━━ DONNÉES FOURNIES

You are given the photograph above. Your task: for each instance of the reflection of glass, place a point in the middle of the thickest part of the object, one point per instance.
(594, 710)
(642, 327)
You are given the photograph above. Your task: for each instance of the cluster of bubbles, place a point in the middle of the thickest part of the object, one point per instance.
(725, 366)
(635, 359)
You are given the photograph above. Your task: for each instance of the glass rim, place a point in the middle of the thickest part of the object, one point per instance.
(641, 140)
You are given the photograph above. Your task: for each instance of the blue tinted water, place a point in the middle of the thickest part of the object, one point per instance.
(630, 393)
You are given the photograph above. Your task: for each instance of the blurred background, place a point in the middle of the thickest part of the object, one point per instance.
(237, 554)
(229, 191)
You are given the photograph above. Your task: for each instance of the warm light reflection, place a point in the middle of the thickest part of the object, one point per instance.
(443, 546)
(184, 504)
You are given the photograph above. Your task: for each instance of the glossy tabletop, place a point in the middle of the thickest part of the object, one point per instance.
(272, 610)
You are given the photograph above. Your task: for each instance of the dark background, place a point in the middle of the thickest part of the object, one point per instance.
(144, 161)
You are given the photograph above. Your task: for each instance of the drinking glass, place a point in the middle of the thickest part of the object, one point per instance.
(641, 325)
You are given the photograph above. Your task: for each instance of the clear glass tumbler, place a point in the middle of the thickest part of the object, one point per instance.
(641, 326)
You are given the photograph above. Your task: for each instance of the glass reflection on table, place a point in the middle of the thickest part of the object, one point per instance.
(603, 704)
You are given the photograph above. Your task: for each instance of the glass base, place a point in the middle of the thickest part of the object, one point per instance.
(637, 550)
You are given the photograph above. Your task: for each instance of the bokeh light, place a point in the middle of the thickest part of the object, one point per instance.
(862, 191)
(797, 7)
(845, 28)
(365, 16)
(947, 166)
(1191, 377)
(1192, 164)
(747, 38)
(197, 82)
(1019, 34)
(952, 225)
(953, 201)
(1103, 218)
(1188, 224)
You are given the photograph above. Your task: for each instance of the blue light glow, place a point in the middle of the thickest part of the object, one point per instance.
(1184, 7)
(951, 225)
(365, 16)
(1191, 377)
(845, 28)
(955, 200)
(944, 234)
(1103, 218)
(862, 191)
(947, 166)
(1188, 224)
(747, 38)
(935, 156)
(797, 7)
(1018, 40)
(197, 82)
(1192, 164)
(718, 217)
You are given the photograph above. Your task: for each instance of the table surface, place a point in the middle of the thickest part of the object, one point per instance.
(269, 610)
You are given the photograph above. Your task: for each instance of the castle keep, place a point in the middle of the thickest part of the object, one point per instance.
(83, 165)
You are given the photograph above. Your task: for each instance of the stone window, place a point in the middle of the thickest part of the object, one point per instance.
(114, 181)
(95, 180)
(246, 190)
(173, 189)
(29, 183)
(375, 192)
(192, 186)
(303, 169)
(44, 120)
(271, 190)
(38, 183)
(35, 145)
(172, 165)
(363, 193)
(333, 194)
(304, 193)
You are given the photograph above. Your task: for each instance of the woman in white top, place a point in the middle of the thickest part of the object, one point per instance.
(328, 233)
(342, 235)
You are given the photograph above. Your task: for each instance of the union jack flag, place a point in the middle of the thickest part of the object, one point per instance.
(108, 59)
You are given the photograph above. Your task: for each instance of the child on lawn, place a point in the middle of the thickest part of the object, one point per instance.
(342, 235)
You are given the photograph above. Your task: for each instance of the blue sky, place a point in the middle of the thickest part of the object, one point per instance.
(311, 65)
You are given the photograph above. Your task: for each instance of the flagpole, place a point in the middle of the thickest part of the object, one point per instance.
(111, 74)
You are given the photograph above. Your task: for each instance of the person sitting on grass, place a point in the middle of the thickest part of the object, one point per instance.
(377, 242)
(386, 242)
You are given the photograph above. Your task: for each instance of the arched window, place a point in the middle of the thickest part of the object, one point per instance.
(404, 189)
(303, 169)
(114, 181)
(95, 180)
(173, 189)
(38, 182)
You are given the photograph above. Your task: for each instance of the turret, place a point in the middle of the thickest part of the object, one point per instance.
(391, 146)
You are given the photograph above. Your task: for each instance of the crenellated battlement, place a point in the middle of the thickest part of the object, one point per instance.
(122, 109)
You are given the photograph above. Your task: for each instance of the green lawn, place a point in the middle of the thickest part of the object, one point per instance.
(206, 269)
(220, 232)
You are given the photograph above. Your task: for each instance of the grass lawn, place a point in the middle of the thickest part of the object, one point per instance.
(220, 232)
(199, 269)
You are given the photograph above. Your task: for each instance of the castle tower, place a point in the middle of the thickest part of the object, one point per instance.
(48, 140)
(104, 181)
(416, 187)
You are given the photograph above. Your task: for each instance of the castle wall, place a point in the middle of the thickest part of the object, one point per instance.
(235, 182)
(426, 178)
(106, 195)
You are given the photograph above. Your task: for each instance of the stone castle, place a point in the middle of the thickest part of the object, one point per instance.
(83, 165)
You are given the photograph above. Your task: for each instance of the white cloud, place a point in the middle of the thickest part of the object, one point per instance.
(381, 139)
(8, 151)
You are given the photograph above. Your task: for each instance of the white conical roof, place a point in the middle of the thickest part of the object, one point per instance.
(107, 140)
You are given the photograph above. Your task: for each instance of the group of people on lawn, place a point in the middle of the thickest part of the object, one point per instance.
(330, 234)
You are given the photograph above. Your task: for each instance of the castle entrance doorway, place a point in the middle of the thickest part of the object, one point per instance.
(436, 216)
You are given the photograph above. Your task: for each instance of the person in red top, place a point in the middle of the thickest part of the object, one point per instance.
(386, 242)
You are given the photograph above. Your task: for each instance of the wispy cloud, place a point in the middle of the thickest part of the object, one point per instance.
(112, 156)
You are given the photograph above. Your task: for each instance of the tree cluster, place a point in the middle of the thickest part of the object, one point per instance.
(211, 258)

━━━━

• [ÉNONCÉ]
Présentez les données ci-dessus sous forme de liste JSON de chaînes, à raison d'une chaîne par ligne, sans les lignes vides.

• [CORRIGÉ]
[
  "You are given the photograph above. Your task: for each instance of the reflection of glass, place a point in the middle of the thickest part of the object, one point per instance.",
  "(594, 710)",
  "(642, 327)",
  "You are given the photograph above. Your task: for each instance of the cluster of bubbles, place a point in the middle of the thickest part of the object, one point per instance.",
  "(725, 366)",
  "(635, 359)",
  "You are given the photograph above. Your task: for each instance of the glass rim, place a point in the middle of the thickest part of the object, one point per instance.",
  "(641, 140)",
  "You are given the photograph above. Your task: for each instance of the blue tinted water, place a point in the middle of the thickest part of the object, one point per instance.",
  "(630, 393)",
  "You are given the photograph above. Your task: for each instance of the blurred background, place a point in the middle of the thickest part of the object, one point per instance.",
  "(237, 554)",
  "(229, 191)",
  "You are given the photograph above. Your task: for each instance of the warm light reflection, place a point in the middle of the thickest part of the object, one point per instance.",
  "(443, 546)",
  "(184, 504)",
  "You are given the photograph above. Your task: for each instance of the glossy tabletop, place a point in the middle of the thickest part of the object, one point per instance.",
  "(272, 610)",
  "You are given the photograph above. Your task: for each instance of the dark background, place a point in the middle of the thickest part of the object, one point per instance.",
  "(144, 161)",
  "You are given the photograph above. Your task: for each instance of the drinking glass, place a point in the middle of the thickest part of the object, one point per instance.",
  "(641, 325)",
  "You are given the photograph above. Your task: for each instance of the clear glass tumbler, place a point in the middle of the thickest part of the object, one point per instance.",
  "(641, 326)",
  "You are given the photograph above. Your task: for each instance of the glass reflection on table, place a point in the middle of the thickest part of the object, one point per instance.",
  "(603, 704)",
  "You are given the photograph above. Your task: for each instance of the glass base, place a point in the middle of the thickest part of the object, one point per instance.",
  "(637, 550)",
  "You are given the photograph above. Your task: for each instance of the bokeh light, place a point in the middle of the thickest part of the object, one point per instance.",
  "(862, 191)",
  "(797, 7)",
  "(845, 28)",
  "(365, 16)",
  "(947, 166)",
  "(1191, 377)",
  "(1192, 164)",
  "(747, 38)",
  "(197, 82)",
  "(1019, 34)",
  "(952, 225)",
  "(953, 201)",
  "(1103, 218)",
  "(1188, 224)",
  "You are given the photograph above. Your task: for each instance of the blue light glow, place a point in the middle of the thickest part of the object, one point per instance.",
  "(1184, 7)",
  "(951, 225)",
  "(365, 16)",
  "(1191, 377)",
  "(845, 28)",
  "(955, 200)",
  "(944, 234)",
  "(1103, 218)",
  "(862, 191)",
  "(947, 166)",
  "(1188, 224)",
  "(747, 38)",
  "(935, 156)",
  "(797, 7)",
  "(1018, 40)",
  "(197, 82)",
  "(1192, 164)",
  "(718, 217)",
  "You are given the photograph above. Your task: for each instance of the table surface, place a point in the middle of the thickest part of the object, one point per instance.",
  "(269, 610)",
  "You are given the photograph above. Your task: for each instance of the castle keep, place a point in the middle of the thickest part of the object, one point per instance.",
  "(83, 165)",
  "You are given the photograph above. Your task: for each instance of the stone window, place a point in the middle of the thickest part of the object, one point per instance.",
  "(114, 181)",
  "(95, 180)",
  "(246, 190)",
  "(173, 189)",
  "(29, 183)",
  "(375, 192)",
  "(192, 186)",
  "(303, 169)",
  "(44, 120)",
  "(271, 190)",
  "(38, 183)",
  "(35, 145)",
  "(172, 165)",
  "(363, 193)",
  "(333, 194)",
  "(304, 193)",
  "You are given the photograph above. Your task: for each instance of the woman in white top, place a point in the middle of the thickest part of the object, one point per instance.",
  "(328, 233)",
  "(342, 235)",
  "You are given the photograph above. Your task: for each instance of the union jack flag, place a point in the middle of the thickest part of the object, one point per instance.",
  "(108, 59)",
  "You are given the photograph above. Your task: for each instance of the child on lawn, place a point in the middle of the thickest part of the object, one point per instance.",
  "(342, 235)",
  "You are given the photograph above. Your task: for each instance of the blue sky, place a point in the middle of the thickest part of the object, one point per instance.",
  "(311, 65)",
  "You are given the photograph above. Your task: for each instance of the flagpole, place a point in the middle of the thickest part of the object, one point per instance.",
  "(111, 74)",
  "You are given the photograph above. Your task: for each instance of the person sitting on grass, place a point in the middle of the thickest part of the object, one point per instance.",
  "(377, 242)",
  "(386, 242)",
  "You are given the photograph above. Your task: for each instance of the arched window, place a point in the middle of the thickest part of the object, one point per instance.",
  "(404, 189)",
  "(303, 169)",
  "(114, 181)",
  "(95, 180)",
  "(173, 189)",
  "(38, 182)",
  "You are given the photograph above. Your task: for each instance of the turret, place a point in the middle of the thickest part of the object, one point per instance.",
  "(391, 146)",
  "You are given the photograph above. Your task: for each instance of the crenellated battlement, place a point in the middle of the thickest part of the object, one point per instance.",
  "(122, 109)",
  "You are given the photograph above. Your task: for each instance of the green lawn, place a point in the middle of the thickest part of the object, one point per instance.",
  "(206, 269)",
  "(220, 232)",
  "You are given the photograph above. Your task: for each instance of the grass lawn, place a point in the middle of the thickest part of the object, one point per instance.",
  "(220, 232)",
  "(199, 269)",
  "You are given the photograph above. Your task: for each instance of the castle tower, place a point in the middle of the thickest part of the object, one point per instance.",
  "(48, 140)",
  "(104, 181)",
  "(416, 187)",
  "You are given the photograph above. Your task: for each instance of the castle wall, place a point in the middle of the thickest part of the object, one point per instance.",
  "(235, 182)",
  "(426, 178)",
  "(106, 195)",
  "You are given the photograph above. Your task: for each instance of the stone castle, place a point in the middle of the thickest part of the object, one point per instance.",
  "(83, 165)",
  "You are given the photograph above. Your task: for each instance of the white cloud, place a point in the middle of the thickest part of the object, one point per instance.",
  "(381, 139)",
  "(8, 151)",
  "You are given the photograph above. Your task: for each instance of the white conical roof, place a point in the middle of the thickest part of the object, one point per instance.",
  "(107, 140)",
  "You are given the photograph above. Your task: for each instance of the group of people on lawn, place a point in the middle of the thickest part of the object, one point per instance.",
  "(330, 234)",
  "You are given the photograph above. Your task: for each instance of the castle entrance doorway, place a point in the middle of the thickest part of the object, one point per instance.",
  "(436, 216)",
  "You are given the photograph above. Your task: for each instance of the person in red top, place a point in the middle of the thickest part of the object, one point per instance.",
  "(386, 242)",
  "You are given the photograph above. Your task: for each instance of the wispy cloud, place a point in the middle of the thickest part of the object, one point per instance.",
  "(112, 156)",
  "You are given the photograph above. Your task: for each instance of the tree cluster, place a point in the middle of the thickest part of the object, one point per instance.",
  "(211, 258)"
]